**Текст для чтения:**

• • • • •

1.
Самодержавіе, въ смыслѣ абсолютизма, т.е. въ смыслѣ неограниченной власти русскихъ государей, сложилось и укрѣпилось у насъ не ранѣе XVIII вѣка, коего продуктомъ оно въ дѣйствительности и было. Оно было прежде всего результатомъ исторической обстановки, т. е. великодержавной роли, которую надѣлилъ наше отечество сильный и творческій режимъ Петра Великаго и его наслѣдниковъ. Но оно было вмѣстѣ съ тѣмъ и непосредственнымъ продуктомъ европейскихъ идей, занесенныхъ къ намъ многочисленными служилыми иноземцами, послѣдствіемъ зараженія русскаго общества ихъ политическою психологіей. Самодержавіе (въ вышеупомянутомъ новомъ смыслѣ этого слова), какъ и весь укладъ Петербургской Россіи, было одною изъ ласточекъ, прилетѣвшихъ къ намъ въ прорубленное Петромъ Великимъ въ Европу окно.
Но помимо общаго воздѣйствія европейскаго духа на эволюцію нашего государственнаго строя въ XVIII вѣкѣ, нашъ самодержавный режимъ этого вѣка былъ и въ болѣе элементарномъ и буквальномъ смыслѣ — дѣломъ рукъ иноземцевъ. И было-бы странно, если-бы это было не такъ. Не вся-ли вообще русская государственность, начиная съ Рюрика, была — иноземнаго происхожденія и прививалась намъ руками иноземцевъ? [1] Что касается XVIII вѣка, то мы имѣемъ здѣсь главнымъ образомъ въ виду острый кризисъ власти — первый по времени и, въ сущности, единственный отъ Смутнаго времени вплоть до нашихъ дней, который имѣлъ мѣсто при воцареніи императрицы Анны Ивановны. Всѣмъ извѣстна такъ называемая «попытка верховниковъ», т.е. ихъ планъ установленія у насъ олигархическаго строя, выразившійся въ составленіи особыхъ «кондицій», которыя эта государыня должна была подписать и дѣйствительно подписала при своемъ избраніи. Но гораздо менѣе извѣстно происходившее въ тоже время въ болѣе широкихъ кругахъ общества «движеніе», вызванное, правда, интригою верховниковъ, но преслѣдовавшее иную, а именно явно конституціонную и даже, въ нѣкоторомъ родѣ, «конституціонно-демократическую», цѣль. Между тѣмъ это «движеніе» является однимъ изъ любопытнѣйшихъ и наиболѣе драматическихъ эпизодовъ нашей исторіи. Въ немъ отражаются, какъ въ фокусѣ, всѣ искони дѣйствовавшія въ ней силы, не говоря уже о томъ, что эпизодъ этотъ наложилъ какъ нельзя болѣе яркій отпечатокъ на все царствованіе Анны Ивановны. Правда, оно до сихъ поръ не удостоилось особаго вниманія историковъ; тѣмъ не менѣе политическое и культурно-соціальное значеніе этого царствованія, а, слѣдовательно, и занимающаго насъ эпизода, — огромно.
2.

• • • • •

**Записи:**
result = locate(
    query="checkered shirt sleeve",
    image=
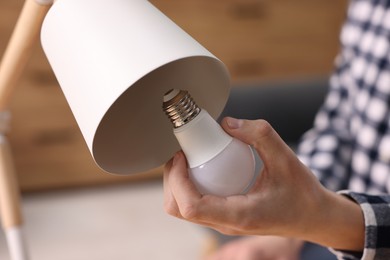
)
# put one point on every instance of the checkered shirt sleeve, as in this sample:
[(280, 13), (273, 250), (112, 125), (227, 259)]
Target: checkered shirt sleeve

• • • • •

**Выполните задания:**
1. Какое событие в тексте о самодержавии названо единственным острым кризисом власти от Смутного времени до наших дней?
2. Допишите текст о самодержавии дальше, начиная сразу после его последней строки.

**Ответы на задания:**
1. Кризис власти при воцарении императрицы Анны Ивановны.

2.
Извѣстно, насколько поверхностнымъ и безпочвеннымъ было движеніе декабристовъ. Несмотря на то, что внѣшнія обстоятельства на рѣдкость благопріятствовали ихъ попыткѣ, она заранѣе была осуждена на полную неудачу. Только такіе наивные мечтатели, какими были большинство этихъ заговорщиковъ, могли серьезно носиться съ мыслью ниспроверженія у насъ абсолютной монархіи — въ эпоху наибольшей ея крѣпости и когда она была вдобавокъ осѣнена блистательнымъ ореоломъ недавно окончившихся Наполеоновскихъ войнъ… Совсѣмъ инымъ было положеніе въ началѣ 1730 года, въ моментъ, когда въ Россіи не было, въ сущности, никакого государственнаго строя, когда ново-избранная «кондиціонная» императрица еще только ожидалась въ Москву (изъ Курляндіи) и когда фактически правилъ имѣвшій весьма мало авторитета и раздираемый къ тому-же внутренними несогласіями — Верховный Тайный Совѣтъ. Въ этой обстановкѣ полной неопредѣленности, органической слабости всѣхъ государственныхъ установленій и крайней неразберихи, могла разсчитывать на удачу всякая рѣшительная попытка государственной реформы, особенно если принять во вниманіе всеобщее шатаніе умовъ въ вопросѣ о формѣ правленія. Это-то шатаніе умовъ, обнаружившееся въ занимающемъ наше вниманіе историческомъ эпизодѣ, и придаетъ ему особенный интересъ.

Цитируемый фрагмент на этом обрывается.